## To do
Gather every line in the listing below that contains the string "coat", and copy each one.

(Data pulled from a collection)
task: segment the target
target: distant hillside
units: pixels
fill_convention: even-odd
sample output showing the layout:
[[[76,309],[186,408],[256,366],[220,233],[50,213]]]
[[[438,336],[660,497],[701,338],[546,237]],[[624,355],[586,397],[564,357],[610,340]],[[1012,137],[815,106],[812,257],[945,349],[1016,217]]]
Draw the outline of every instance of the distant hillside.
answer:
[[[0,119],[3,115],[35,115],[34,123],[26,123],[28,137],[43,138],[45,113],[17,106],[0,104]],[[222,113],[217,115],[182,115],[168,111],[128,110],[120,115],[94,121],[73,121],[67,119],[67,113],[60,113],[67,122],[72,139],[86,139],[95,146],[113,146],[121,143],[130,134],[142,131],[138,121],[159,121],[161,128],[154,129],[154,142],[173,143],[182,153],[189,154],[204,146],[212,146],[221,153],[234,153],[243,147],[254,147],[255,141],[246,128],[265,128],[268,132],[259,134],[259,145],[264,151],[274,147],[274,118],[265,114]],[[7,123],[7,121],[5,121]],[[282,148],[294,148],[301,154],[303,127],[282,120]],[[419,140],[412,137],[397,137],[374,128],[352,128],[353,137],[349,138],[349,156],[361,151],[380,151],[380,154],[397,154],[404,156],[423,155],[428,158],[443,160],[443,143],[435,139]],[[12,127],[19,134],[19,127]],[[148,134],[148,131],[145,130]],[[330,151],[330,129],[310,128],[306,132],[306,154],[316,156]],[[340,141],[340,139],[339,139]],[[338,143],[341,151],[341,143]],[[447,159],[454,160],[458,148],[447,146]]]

--

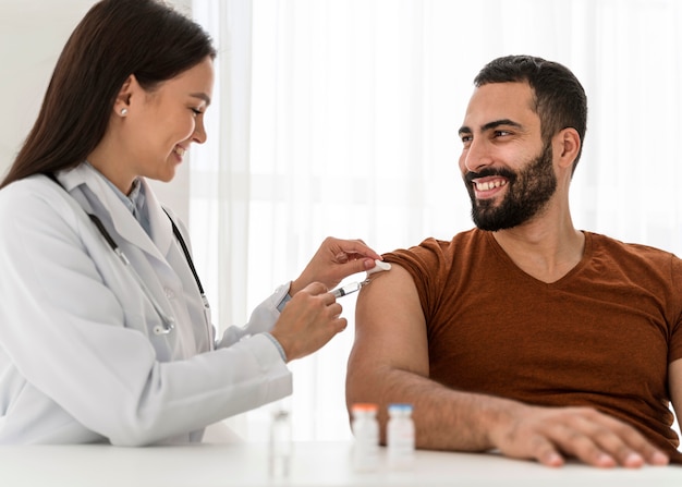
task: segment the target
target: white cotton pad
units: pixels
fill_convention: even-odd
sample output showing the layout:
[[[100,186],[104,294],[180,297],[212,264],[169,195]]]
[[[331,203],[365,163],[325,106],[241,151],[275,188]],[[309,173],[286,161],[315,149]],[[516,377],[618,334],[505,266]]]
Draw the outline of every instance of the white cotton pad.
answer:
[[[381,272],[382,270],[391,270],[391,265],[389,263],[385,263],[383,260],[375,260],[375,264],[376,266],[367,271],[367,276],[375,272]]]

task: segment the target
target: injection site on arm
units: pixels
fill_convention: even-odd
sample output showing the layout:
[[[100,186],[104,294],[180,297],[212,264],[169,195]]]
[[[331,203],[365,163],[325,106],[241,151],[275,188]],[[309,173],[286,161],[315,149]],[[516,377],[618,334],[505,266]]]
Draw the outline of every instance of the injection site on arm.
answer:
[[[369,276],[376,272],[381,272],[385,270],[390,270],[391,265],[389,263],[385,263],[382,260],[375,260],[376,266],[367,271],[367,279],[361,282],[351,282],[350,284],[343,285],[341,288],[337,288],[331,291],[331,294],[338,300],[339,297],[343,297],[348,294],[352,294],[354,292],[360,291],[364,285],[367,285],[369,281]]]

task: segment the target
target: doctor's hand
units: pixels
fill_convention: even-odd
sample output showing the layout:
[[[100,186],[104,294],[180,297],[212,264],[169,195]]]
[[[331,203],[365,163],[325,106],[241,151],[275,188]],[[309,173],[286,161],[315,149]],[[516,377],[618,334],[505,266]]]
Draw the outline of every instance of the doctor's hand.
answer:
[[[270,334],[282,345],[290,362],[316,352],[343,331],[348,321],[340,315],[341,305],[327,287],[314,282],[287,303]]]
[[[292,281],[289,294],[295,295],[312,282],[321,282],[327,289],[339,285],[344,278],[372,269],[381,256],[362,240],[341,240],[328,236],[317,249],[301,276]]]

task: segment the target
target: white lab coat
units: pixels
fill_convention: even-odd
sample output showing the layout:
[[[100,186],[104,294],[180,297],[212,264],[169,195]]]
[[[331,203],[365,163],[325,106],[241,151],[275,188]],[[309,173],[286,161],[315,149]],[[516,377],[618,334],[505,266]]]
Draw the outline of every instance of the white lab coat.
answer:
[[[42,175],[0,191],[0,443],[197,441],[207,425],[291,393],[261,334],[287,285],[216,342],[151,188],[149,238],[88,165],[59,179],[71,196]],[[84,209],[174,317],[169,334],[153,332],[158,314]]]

==

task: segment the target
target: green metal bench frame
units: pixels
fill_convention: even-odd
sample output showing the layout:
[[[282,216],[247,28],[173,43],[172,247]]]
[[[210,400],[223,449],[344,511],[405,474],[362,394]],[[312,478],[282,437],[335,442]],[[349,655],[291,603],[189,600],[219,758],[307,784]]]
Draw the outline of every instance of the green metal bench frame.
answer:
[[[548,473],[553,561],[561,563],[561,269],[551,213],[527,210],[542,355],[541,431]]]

## Exercise solution
target: white lab coat
Draw the outline of every instance of the white lab coat.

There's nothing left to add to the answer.